• [Your objective]
Please render every line of the data below as a Markdown table with two columns, Row and Line, numbering each row and leaving out blank lines.

• [Records for the exercise]

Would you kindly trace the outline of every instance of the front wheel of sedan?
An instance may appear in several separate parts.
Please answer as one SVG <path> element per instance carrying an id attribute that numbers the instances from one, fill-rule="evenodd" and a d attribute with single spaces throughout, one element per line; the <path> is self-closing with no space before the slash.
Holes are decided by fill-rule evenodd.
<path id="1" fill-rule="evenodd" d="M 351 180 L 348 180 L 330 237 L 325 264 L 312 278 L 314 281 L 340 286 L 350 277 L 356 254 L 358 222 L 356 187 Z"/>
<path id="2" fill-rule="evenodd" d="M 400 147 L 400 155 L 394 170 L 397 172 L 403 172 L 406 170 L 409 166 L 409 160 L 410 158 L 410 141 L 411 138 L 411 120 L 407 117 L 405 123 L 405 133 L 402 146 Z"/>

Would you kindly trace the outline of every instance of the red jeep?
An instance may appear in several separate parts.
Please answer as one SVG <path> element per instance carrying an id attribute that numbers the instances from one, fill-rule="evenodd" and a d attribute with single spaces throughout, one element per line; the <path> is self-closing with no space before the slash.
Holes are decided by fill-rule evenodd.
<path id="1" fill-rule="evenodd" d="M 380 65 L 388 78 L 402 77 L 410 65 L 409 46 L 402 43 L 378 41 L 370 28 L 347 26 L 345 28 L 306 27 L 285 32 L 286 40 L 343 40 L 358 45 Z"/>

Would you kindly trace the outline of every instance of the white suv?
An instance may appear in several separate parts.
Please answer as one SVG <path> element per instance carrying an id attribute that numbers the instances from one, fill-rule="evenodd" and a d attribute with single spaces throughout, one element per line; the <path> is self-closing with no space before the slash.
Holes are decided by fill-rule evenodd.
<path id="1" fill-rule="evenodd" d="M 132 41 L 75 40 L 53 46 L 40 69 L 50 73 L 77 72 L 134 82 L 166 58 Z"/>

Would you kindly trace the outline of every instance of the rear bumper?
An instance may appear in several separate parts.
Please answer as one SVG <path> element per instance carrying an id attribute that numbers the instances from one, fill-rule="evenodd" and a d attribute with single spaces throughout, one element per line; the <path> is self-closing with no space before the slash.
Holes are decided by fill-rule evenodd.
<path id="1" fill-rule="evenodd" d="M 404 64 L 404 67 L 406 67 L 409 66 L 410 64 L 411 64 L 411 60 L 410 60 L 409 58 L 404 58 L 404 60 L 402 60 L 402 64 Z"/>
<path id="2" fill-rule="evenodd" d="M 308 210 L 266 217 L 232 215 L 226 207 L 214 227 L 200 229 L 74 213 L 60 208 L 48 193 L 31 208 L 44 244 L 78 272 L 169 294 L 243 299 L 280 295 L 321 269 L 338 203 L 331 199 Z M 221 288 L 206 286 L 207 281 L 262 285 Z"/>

• [Answer for the task]
| Row | Line |
|---|---|
| 1 | Would you kindly trace the outline of every instance of the front wheel of sedan? |
| 2 | An instance may appear in several separate parts. |
| 3 | Please answer as one SVG <path> element per instance carrying an id attribute that numbers the instances from one, fill-rule="evenodd" and a d attribute with single spaces throughout, one element per line; the <path> is self-closing with no space before the slash. |
| 4 | Holes are decided by fill-rule evenodd. |
| 5 | <path id="1" fill-rule="evenodd" d="M 351 180 L 348 180 L 330 237 L 325 264 L 312 278 L 314 281 L 340 286 L 350 277 L 356 254 L 358 222 L 356 187 Z"/> |
| 6 | <path id="2" fill-rule="evenodd" d="M 400 147 L 400 155 L 394 170 L 397 172 L 403 172 L 406 170 L 409 166 L 409 160 L 410 158 L 410 141 L 411 138 L 411 120 L 407 117 L 405 123 L 405 133 L 402 146 Z"/> |
| 7 | Would you kindly trace the outline of every instance of the red jeep? |
| 8 | An instance may appear in several separate parts. |
| 9 | Please answer as one SVG <path> element per instance carrying an id attribute that numbers the instances from one, fill-rule="evenodd" and a d attribute with single spaces throughout, one element per line; the <path> is self-closing with no space before the slash. |
| 10 | Holes are decided by fill-rule evenodd. |
| 11 | <path id="1" fill-rule="evenodd" d="M 380 65 L 388 78 L 402 77 L 410 65 L 409 46 L 402 43 L 378 41 L 370 28 L 347 26 L 345 28 L 306 27 L 285 32 L 286 40 L 343 40 L 358 45 Z"/> |
| 12 | Would you kindly trace the outline of every instance of the white suv? |
| 13 | An instance may appear in several separate parts. |
| 14 | Please answer as one SVG <path> element per instance carrying an id attribute that numbers the instances from one, fill-rule="evenodd" and a d attribute with single spaces throughout, one element per line; the <path> is self-closing with no space before the slash. |
| 15 | Holes are decided by fill-rule evenodd. |
| 16 | <path id="1" fill-rule="evenodd" d="M 132 41 L 75 40 L 53 46 L 40 69 L 50 73 L 77 72 L 134 82 L 166 58 Z"/> |
| 17 | Would you kindly trace the outline of every instance of the rear bumper? |
| 18 | An instance may appear in several separate parts. |
| 19 | Please answer as one SVG <path> element per instance carrying an id attribute that numbers the instances from one, fill-rule="evenodd" and a d attribute with single spaces throughout, one element per line; the <path> is self-closing with no space before the slash. |
| 20 | Holes are decided by fill-rule evenodd. |
| 21 | <path id="1" fill-rule="evenodd" d="M 404 64 L 404 67 L 406 67 L 409 66 L 410 64 L 411 64 L 411 60 L 410 60 L 409 58 L 404 58 L 404 60 L 402 60 L 402 64 Z"/> |
| 22 | <path id="2" fill-rule="evenodd" d="M 308 210 L 266 217 L 232 215 L 226 207 L 214 227 L 200 229 L 74 213 L 60 208 L 48 193 L 31 208 L 44 244 L 78 272 L 169 294 L 243 299 L 280 295 L 321 269 L 338 203 L 331 199 Z M 221 288 L 206 286 L 207 281 L 262 285 Z"/> |